Directions for this task. Print the line that contains "Note: for this drill we locate the car taillight" and every line after it through the last line of the records below, exactly as written and nothing else.

Supplied records.
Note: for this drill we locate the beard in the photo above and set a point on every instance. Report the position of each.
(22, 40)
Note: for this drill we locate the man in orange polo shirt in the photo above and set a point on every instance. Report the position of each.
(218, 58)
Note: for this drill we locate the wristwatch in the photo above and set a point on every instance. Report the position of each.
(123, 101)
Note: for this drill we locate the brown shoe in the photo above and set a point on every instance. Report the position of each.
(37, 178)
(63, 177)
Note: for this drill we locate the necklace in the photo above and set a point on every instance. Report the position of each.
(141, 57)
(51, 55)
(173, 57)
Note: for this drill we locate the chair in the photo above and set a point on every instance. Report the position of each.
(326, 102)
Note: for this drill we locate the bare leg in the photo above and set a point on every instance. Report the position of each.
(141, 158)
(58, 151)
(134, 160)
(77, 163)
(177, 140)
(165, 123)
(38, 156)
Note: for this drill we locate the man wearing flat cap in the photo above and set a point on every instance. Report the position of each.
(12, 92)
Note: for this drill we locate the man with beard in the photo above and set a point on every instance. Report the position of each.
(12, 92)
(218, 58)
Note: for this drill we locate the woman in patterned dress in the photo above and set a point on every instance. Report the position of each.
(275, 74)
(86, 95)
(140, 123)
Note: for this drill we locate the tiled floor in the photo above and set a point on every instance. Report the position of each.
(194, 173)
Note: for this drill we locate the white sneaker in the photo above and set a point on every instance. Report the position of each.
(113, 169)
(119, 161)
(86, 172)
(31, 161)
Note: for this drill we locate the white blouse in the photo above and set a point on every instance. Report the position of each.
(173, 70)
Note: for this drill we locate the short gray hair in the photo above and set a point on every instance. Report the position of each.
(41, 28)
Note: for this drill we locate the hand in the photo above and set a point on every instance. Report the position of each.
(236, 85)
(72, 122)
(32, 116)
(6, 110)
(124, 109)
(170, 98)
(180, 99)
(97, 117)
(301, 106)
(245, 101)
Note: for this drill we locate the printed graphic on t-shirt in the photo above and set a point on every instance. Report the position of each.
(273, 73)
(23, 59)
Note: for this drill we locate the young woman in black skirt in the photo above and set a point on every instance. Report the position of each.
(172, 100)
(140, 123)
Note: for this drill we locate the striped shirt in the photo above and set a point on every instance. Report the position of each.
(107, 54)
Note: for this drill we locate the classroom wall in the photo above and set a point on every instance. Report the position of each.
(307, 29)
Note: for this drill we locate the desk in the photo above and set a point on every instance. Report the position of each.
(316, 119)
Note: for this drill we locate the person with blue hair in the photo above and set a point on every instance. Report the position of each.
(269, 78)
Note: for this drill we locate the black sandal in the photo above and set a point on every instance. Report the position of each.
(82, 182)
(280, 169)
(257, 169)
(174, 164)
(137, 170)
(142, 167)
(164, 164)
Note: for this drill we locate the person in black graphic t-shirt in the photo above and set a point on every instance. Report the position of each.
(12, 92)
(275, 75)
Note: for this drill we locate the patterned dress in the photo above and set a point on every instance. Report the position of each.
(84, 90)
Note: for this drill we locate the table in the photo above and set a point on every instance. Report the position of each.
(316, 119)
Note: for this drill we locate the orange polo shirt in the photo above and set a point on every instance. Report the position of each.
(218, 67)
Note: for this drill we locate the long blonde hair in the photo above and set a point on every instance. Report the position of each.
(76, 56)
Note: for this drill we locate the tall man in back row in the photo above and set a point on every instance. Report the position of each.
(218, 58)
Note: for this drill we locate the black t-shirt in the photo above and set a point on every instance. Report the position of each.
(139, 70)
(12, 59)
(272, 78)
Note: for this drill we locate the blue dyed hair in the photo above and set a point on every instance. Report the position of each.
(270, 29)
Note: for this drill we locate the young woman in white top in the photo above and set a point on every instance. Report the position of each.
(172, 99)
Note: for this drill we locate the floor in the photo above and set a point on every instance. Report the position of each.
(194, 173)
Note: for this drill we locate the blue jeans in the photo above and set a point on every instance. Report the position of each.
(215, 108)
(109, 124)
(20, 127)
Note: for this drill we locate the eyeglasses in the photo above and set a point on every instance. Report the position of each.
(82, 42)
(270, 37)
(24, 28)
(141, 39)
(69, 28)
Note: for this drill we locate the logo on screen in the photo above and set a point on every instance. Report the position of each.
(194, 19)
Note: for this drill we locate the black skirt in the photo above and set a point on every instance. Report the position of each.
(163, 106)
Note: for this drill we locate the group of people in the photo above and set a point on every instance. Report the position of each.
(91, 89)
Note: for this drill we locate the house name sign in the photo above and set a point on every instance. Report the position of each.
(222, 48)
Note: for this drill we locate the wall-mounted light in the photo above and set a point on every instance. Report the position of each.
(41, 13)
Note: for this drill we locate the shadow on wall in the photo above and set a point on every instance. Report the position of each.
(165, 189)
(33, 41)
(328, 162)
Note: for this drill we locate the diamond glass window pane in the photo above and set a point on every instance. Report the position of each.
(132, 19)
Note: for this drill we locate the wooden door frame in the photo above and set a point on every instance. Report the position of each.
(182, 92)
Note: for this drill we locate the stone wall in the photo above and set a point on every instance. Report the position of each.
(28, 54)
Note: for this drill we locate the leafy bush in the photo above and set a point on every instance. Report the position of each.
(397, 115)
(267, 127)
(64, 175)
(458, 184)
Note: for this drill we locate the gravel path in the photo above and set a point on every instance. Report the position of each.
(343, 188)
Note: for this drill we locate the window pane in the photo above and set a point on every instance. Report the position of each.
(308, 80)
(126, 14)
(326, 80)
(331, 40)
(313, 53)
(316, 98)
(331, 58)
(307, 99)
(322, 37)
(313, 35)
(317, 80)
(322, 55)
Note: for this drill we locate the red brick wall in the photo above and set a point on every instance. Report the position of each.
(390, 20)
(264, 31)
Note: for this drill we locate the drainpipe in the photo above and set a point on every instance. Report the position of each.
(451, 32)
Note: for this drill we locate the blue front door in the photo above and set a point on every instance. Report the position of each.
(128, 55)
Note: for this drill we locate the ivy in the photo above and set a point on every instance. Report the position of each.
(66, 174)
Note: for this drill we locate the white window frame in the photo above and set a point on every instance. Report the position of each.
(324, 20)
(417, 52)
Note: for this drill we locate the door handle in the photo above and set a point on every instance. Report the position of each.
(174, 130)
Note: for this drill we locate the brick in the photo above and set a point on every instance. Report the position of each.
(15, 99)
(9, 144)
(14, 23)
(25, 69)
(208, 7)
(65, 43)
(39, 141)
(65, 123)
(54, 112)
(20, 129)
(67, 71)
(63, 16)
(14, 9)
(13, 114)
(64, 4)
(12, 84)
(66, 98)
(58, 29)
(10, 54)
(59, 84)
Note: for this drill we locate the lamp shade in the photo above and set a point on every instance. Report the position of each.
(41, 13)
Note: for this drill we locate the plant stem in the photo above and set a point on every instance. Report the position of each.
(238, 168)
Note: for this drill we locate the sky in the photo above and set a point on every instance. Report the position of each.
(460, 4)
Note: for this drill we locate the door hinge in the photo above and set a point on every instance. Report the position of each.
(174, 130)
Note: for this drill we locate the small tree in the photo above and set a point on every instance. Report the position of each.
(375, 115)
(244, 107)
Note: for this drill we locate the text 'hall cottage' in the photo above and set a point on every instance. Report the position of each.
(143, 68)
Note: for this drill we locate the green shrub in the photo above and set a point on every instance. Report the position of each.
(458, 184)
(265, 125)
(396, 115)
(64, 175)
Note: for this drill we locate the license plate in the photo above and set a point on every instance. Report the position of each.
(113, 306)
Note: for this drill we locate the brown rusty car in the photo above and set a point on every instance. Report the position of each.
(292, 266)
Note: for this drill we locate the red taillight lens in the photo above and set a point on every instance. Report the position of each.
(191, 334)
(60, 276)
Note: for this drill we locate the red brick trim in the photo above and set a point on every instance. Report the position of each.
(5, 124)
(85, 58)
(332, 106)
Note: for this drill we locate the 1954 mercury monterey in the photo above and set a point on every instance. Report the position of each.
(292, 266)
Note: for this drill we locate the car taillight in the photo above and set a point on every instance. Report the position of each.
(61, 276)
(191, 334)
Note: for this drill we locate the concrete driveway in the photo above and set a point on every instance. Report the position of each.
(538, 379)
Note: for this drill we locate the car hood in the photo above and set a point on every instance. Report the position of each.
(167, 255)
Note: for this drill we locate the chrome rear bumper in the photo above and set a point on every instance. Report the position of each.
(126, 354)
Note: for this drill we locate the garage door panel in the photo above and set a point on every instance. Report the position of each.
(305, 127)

Your response.
Note: for this drill we locate the car taillight in the photo above and set a point on every instance. Report the position of each.
(61, 276)
(191, 334)
Note: for this drill we locate the concrete driveway in the photo above and set a point on every instance. Report the position of each.
(538, 379)
Note: for this drill we locate the car hood in the photo above and set a point on every instance. Report the position of each.
(167, 255)
Note: for this drill we locate the chrome rear bumper in the photo above and set a point on every instance. Report the position of each.
(126, 354)
Note: for this drill we locate the garage door panel in the photo above and set a point on every instance. Report the position of each.
(305, 127)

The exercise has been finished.